- EXERCICES:
- 1) D'après le texte sur le statut des militaires, à quel militaire l'État accorde-t-il sa protection ?
- 2) Prolongez le texte sur la protection juridique des militaires en reprenant après sa dernière phrase.

- TEXTE PRÉSENTÉ:

Ainsi, la loi 2005-270 du 24 mars 200510 relative au Statut général des militaires dans ses articles quinze, seize et dix-sept a permis de mieux définir les conditions de la protection juridique et de la responsabilité pénale du militaire : un responsable averti apprendra que l’État accorde sa protection à tout militaire qui pourrait faire l’objet de poursuites pénales pour des faits reprochés qui n’auraient pas le caractère d’une faute personnelle11. De même, les militaires ne peuvent être condamnés pour « des faits non intentionnels commis dans l’exercice de leurs fonctions » dès lors qu’ils ont accompli « les diligences normales compte tenu de leurs compétences, du pouvoir et des moyens dont ils disposaient ainsi que des difficultés propres aux missions que la loi leur confie »12.

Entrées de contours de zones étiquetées
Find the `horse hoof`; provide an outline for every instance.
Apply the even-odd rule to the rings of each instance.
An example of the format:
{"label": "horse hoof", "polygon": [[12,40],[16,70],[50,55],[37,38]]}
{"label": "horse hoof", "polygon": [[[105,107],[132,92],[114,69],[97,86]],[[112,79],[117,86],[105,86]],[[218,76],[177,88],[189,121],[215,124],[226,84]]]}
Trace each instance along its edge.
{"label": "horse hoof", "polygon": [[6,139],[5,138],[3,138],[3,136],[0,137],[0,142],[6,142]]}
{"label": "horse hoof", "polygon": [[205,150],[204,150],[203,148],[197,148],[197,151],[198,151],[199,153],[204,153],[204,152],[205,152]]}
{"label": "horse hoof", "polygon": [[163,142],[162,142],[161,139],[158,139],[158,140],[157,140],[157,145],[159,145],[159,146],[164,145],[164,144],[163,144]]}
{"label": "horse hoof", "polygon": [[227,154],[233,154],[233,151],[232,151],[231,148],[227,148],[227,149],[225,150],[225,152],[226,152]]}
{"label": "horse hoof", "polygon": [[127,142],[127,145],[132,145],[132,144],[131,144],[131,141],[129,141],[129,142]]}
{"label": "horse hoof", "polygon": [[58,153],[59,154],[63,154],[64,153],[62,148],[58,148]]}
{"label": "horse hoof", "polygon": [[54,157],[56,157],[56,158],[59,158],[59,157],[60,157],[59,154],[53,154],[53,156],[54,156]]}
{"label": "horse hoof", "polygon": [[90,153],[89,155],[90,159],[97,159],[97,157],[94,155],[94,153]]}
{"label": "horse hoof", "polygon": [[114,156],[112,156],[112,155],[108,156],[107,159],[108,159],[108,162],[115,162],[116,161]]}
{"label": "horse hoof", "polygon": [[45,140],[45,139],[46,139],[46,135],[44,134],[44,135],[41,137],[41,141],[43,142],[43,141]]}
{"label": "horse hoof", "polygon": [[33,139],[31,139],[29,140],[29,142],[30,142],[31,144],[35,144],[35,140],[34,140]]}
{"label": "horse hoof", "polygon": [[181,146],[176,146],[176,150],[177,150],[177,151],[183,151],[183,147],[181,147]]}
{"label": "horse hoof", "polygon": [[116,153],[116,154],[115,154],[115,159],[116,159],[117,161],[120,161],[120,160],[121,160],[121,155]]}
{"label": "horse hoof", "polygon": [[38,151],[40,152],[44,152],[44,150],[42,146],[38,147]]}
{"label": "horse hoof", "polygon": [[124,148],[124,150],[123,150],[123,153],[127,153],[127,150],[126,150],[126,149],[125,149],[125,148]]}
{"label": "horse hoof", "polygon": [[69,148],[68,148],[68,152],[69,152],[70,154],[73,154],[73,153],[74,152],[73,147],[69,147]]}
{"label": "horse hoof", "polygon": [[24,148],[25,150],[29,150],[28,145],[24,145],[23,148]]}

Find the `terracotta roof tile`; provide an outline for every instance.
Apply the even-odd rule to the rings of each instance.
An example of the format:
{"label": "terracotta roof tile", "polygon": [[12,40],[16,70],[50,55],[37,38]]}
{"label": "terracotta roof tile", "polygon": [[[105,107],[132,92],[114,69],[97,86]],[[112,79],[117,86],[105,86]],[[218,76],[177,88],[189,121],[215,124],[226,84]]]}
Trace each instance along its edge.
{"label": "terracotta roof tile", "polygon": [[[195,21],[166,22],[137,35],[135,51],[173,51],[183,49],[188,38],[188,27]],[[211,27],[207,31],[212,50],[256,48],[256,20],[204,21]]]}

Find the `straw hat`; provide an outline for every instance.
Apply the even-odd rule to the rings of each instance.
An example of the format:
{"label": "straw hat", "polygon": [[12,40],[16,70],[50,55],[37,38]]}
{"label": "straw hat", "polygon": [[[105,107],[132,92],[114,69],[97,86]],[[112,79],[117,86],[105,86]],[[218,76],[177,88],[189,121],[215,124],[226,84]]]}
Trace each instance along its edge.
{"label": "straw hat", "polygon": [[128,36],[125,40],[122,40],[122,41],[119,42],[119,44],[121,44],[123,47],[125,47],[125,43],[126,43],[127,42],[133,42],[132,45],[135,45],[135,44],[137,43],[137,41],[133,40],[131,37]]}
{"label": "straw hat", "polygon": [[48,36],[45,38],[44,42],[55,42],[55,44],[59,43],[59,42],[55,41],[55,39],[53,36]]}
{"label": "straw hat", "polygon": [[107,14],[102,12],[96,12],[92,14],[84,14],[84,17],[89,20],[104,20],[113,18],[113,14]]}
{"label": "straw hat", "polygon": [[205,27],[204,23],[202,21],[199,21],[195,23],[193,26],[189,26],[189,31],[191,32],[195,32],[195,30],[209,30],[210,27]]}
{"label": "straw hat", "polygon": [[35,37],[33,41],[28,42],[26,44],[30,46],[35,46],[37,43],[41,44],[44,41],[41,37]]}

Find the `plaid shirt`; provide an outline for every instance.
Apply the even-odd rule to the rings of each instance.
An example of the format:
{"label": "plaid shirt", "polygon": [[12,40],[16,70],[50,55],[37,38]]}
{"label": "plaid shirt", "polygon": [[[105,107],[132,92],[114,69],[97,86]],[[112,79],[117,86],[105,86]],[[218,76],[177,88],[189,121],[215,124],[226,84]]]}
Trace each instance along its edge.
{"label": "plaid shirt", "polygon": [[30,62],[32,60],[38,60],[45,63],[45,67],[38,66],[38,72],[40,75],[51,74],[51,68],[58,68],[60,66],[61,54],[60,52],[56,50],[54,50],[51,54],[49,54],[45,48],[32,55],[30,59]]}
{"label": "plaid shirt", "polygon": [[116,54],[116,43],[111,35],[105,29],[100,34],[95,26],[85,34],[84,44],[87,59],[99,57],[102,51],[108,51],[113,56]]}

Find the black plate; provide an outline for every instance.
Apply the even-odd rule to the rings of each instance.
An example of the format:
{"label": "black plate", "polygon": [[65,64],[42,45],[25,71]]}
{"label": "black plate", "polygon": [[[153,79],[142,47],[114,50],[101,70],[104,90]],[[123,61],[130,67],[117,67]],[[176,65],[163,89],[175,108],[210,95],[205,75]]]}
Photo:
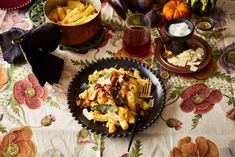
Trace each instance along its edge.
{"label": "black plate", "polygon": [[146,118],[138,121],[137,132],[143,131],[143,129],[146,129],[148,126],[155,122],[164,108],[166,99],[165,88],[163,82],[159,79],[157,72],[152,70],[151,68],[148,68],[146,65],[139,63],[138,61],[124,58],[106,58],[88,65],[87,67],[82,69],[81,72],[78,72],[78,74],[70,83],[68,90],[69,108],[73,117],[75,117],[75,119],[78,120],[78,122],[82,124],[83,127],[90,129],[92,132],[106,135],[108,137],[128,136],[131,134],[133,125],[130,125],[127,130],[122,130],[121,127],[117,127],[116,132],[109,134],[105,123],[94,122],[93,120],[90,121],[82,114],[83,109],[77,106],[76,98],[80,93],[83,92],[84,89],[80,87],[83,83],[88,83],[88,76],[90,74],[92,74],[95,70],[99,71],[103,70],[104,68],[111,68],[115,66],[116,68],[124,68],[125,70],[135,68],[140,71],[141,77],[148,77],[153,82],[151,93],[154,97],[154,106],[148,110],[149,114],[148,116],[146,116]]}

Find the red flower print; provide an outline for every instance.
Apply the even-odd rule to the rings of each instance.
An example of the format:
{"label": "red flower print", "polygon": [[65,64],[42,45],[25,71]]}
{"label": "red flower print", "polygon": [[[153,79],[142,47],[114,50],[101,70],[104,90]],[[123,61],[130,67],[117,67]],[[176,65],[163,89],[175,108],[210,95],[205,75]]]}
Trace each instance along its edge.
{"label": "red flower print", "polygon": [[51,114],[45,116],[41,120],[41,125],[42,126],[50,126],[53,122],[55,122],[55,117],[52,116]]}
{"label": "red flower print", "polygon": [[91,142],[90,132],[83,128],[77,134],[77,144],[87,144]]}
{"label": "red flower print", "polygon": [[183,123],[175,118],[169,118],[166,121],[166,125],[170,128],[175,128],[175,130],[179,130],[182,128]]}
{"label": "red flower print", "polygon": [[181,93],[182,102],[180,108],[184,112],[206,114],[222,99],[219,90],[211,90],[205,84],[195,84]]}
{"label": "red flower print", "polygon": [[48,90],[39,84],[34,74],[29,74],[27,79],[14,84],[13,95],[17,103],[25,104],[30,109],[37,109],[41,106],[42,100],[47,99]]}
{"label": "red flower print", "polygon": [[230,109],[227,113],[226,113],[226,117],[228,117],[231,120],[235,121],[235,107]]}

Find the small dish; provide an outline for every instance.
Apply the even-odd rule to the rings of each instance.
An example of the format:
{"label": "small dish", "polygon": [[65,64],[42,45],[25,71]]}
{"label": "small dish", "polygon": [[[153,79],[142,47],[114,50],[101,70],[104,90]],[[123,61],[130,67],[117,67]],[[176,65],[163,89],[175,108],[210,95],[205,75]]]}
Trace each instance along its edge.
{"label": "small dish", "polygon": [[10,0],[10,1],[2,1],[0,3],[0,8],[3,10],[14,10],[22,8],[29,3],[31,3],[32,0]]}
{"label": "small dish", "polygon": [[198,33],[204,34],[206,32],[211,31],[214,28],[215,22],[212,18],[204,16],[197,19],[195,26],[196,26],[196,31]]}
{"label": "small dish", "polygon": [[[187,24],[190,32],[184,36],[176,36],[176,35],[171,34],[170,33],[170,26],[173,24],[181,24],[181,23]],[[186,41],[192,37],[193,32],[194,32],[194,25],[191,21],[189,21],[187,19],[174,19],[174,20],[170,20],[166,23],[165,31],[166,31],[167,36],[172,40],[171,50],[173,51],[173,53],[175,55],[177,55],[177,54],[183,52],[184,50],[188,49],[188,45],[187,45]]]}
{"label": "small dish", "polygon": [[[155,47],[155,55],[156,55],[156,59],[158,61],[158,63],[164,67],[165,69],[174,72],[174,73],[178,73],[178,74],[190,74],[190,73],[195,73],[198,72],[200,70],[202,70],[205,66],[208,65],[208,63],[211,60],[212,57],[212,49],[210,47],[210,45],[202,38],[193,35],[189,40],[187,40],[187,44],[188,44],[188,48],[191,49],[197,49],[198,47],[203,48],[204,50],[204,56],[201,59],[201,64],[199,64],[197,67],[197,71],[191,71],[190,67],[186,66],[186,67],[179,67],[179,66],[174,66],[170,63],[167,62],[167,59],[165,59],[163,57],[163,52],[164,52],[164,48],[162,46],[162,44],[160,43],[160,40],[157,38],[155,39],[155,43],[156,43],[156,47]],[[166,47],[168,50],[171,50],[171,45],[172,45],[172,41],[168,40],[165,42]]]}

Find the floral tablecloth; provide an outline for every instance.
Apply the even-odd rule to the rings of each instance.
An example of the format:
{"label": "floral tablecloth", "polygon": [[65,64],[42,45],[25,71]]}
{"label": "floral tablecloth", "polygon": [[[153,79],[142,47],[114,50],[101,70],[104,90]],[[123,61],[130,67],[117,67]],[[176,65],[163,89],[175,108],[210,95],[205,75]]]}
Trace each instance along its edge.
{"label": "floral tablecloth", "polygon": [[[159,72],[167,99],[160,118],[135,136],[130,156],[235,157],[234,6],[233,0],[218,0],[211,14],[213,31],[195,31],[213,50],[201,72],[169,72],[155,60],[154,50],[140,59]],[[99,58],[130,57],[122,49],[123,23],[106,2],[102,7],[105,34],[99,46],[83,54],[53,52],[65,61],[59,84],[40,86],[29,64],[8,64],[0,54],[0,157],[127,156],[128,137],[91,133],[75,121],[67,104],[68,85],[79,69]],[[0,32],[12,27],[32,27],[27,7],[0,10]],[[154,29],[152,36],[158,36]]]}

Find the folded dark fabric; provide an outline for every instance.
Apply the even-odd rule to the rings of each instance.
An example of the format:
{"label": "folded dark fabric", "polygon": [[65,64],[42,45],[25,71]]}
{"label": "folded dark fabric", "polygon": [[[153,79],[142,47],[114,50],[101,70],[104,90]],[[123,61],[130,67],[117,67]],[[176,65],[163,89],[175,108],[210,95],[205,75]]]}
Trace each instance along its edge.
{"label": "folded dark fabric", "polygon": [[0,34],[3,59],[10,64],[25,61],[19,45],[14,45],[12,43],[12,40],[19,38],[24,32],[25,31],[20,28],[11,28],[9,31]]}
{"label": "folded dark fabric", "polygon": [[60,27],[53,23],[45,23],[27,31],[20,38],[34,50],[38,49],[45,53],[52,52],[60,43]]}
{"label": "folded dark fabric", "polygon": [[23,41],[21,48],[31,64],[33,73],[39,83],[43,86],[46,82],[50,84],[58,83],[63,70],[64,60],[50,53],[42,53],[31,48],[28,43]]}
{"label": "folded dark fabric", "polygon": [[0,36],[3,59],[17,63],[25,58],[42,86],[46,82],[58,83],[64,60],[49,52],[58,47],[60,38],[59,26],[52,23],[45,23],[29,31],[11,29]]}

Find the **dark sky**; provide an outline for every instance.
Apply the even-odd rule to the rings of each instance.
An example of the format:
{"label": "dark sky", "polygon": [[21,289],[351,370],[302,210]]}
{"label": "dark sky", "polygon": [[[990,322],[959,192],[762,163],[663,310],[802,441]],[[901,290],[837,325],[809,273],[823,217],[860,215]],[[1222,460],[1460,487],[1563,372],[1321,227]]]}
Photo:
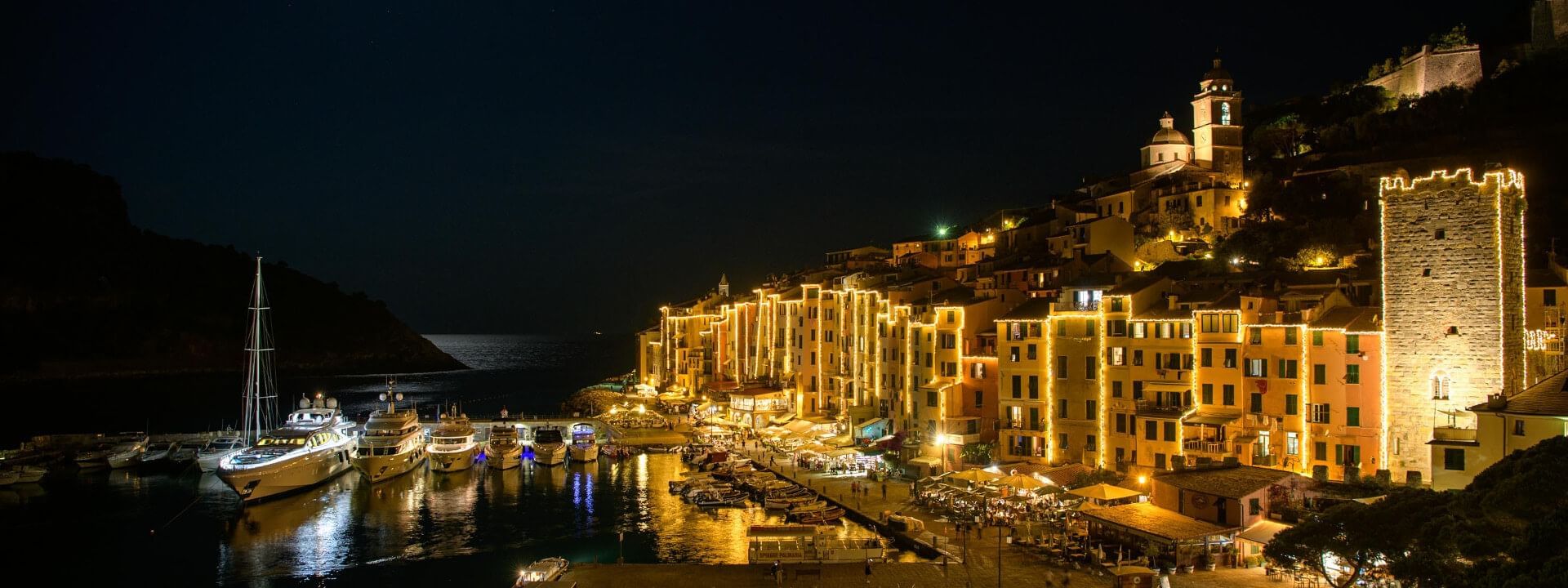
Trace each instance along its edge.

- LES RÉPONSES:
- 1) À tout militaire qui pourrait faire l'objet de poursuites pénales pour des faits reprochés n'ayant pas le caractère d'une faute personnelle.

- 2)
Surtout, le Code de la défense reconnaît une nouvelle cause d’irresponsabilité pénale en prévoyant que « n’est pas pénalement responsable le militaire qui, dans le respect du droit international et dans le cadre d’une opération militaire se déroulant à l’extérieur du territoire français, exerce des mesures de coercition ou fait usage de la force armée, ou en donne l’ordre lorsque cela est nécessaire à l’accomplissement de sa mission »13. Cette dernière disposition, capitale, a permis de lever l’incertitude juridique relative à l’application stricte de la légitime défense en opérations extérieures14.
D’une façon générale, il semblerait bien que le droit protège plus qu’il ne sanctionne le militaire, d’autant « qu’aucune poursuite pénale ne peut être intentée à l’encontre d’un militaire impliqué dans une affaire commise dans l’exercice de ses missions sans que le ministre de la Défense ne soit sollicité par les procureurs, faute de quoi un juge d’instruction ne peut être valablement saisi et l’affaire ne peut être valablement jugée ».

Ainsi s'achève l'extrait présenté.